**Aim of the task:** Return only the lines running from the first line of the listing through the one with "Target: horse's mane", unchanged.

**Dataset extract:**
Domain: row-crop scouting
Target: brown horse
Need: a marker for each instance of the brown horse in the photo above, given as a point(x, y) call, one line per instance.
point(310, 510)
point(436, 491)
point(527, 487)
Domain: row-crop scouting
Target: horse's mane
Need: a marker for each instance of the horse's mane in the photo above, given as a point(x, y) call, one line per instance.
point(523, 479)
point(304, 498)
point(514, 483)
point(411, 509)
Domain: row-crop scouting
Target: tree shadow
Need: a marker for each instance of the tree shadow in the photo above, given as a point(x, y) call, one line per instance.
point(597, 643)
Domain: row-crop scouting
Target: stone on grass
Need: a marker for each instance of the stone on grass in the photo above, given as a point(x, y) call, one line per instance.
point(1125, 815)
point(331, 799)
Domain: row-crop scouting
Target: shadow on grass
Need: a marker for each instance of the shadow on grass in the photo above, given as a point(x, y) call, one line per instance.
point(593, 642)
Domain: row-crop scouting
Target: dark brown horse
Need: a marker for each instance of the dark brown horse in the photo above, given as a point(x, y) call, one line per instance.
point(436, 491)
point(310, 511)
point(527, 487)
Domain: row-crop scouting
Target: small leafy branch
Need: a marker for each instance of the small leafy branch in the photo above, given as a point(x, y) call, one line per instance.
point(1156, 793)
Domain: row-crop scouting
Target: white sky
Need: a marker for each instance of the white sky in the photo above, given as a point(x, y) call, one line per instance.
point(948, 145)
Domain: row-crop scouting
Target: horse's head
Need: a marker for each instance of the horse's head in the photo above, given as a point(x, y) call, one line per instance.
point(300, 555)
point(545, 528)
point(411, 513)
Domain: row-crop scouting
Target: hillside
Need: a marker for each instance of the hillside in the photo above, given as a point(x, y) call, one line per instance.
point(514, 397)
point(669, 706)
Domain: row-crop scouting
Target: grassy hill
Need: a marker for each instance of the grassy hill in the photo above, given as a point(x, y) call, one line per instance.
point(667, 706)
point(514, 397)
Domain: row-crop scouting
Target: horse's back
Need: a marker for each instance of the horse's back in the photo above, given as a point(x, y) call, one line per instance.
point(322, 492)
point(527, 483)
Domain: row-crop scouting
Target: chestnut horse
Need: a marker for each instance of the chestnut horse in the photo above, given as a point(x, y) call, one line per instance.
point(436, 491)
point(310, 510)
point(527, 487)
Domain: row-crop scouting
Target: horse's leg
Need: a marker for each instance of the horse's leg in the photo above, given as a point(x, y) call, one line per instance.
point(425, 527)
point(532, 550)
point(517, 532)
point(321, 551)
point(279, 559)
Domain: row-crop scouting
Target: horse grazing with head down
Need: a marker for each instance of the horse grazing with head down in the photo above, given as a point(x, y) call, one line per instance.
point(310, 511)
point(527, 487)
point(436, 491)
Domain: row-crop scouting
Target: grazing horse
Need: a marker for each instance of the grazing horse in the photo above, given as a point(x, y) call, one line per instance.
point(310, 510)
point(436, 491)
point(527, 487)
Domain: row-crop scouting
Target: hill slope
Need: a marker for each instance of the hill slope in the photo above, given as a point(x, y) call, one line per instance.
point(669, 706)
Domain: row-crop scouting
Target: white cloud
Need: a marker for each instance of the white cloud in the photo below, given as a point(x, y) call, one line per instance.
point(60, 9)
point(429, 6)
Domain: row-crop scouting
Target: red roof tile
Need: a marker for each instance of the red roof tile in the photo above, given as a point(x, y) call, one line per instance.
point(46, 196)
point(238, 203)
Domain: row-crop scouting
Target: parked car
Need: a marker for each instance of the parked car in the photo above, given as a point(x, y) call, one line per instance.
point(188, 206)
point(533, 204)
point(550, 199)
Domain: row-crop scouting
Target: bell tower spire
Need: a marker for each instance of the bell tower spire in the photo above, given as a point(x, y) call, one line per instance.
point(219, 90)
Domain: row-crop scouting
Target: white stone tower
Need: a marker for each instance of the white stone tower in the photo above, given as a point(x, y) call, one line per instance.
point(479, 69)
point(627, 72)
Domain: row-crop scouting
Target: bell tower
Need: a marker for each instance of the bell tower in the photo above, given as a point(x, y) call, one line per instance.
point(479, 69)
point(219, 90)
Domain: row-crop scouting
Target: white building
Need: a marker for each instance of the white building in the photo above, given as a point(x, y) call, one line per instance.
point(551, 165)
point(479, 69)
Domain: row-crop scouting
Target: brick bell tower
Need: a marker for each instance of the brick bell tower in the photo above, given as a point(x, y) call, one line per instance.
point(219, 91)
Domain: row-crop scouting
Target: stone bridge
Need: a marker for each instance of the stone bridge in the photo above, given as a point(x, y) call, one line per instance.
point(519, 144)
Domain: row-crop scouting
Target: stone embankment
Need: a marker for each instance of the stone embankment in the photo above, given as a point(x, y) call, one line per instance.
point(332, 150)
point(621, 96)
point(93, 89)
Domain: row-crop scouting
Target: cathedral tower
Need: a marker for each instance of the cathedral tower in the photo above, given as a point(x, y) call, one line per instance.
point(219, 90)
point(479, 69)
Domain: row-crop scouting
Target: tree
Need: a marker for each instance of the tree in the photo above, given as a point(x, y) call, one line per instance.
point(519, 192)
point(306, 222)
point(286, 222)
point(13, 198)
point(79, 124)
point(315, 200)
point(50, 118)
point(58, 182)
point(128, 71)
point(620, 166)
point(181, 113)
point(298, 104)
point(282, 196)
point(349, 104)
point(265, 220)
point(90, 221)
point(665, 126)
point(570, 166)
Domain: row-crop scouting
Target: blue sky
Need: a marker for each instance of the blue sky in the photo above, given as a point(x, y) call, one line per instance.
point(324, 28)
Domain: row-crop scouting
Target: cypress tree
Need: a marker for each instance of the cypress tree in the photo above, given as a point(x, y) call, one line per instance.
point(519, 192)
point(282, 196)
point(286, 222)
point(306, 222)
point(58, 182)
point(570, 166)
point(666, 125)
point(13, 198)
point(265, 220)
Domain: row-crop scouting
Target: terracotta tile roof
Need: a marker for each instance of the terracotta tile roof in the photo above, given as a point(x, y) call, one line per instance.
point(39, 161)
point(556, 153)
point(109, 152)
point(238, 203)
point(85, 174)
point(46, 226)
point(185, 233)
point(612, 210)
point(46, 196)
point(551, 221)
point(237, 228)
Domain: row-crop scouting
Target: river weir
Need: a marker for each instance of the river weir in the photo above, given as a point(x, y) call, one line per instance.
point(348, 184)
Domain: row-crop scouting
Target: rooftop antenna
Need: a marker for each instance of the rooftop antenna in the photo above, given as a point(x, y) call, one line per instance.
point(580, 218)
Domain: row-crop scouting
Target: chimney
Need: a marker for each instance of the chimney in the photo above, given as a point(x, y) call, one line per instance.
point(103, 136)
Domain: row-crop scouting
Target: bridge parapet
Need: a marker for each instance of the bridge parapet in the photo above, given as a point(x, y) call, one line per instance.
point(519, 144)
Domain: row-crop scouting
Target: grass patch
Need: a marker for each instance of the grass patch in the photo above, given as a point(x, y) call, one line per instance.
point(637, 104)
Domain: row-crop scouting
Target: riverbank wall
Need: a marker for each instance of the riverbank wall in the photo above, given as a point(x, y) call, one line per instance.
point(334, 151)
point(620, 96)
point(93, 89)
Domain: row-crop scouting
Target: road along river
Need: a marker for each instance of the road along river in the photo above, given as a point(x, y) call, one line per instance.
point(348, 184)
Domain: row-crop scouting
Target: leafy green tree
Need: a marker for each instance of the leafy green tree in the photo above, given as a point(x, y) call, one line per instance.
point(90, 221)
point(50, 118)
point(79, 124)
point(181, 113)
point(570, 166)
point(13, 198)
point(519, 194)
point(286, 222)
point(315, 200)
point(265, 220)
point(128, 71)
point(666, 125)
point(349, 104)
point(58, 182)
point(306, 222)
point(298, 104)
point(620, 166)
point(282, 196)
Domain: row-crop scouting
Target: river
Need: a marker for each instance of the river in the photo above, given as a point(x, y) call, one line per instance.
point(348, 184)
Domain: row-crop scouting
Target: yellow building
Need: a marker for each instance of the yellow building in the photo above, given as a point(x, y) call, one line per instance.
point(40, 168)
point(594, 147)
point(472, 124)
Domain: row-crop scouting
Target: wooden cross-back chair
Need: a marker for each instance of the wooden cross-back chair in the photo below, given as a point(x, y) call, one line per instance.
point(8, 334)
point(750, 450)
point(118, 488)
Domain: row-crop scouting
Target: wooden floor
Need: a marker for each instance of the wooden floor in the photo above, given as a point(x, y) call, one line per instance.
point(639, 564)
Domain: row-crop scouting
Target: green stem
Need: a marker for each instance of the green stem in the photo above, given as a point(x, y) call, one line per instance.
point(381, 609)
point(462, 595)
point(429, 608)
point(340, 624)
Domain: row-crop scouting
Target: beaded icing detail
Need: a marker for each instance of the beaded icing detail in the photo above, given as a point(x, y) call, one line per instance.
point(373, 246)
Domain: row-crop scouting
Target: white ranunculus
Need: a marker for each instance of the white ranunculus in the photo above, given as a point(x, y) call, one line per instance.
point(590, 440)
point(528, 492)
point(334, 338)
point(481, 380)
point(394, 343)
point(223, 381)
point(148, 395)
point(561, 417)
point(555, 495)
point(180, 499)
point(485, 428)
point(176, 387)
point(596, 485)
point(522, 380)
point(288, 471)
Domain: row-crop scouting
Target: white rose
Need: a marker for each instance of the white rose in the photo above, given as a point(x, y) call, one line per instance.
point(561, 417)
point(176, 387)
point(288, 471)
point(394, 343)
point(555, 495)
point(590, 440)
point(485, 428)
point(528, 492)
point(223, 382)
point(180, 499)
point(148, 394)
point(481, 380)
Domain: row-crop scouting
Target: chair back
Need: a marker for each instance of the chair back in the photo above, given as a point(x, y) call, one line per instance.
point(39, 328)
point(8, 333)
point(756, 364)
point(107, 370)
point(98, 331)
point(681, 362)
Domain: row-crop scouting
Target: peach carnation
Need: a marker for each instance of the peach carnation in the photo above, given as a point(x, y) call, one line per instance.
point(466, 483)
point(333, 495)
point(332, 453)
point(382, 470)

**Response area:**
Domain: row-crop scouting
Target: brown horse
Need: a marker for each instance of the brown horse in the photo above, given as a point(x, y) call, one line per instance.
point(310, 510)
point(436, 491)
point(527, 487)
Domain: row-crop scouting
Target: horse's mane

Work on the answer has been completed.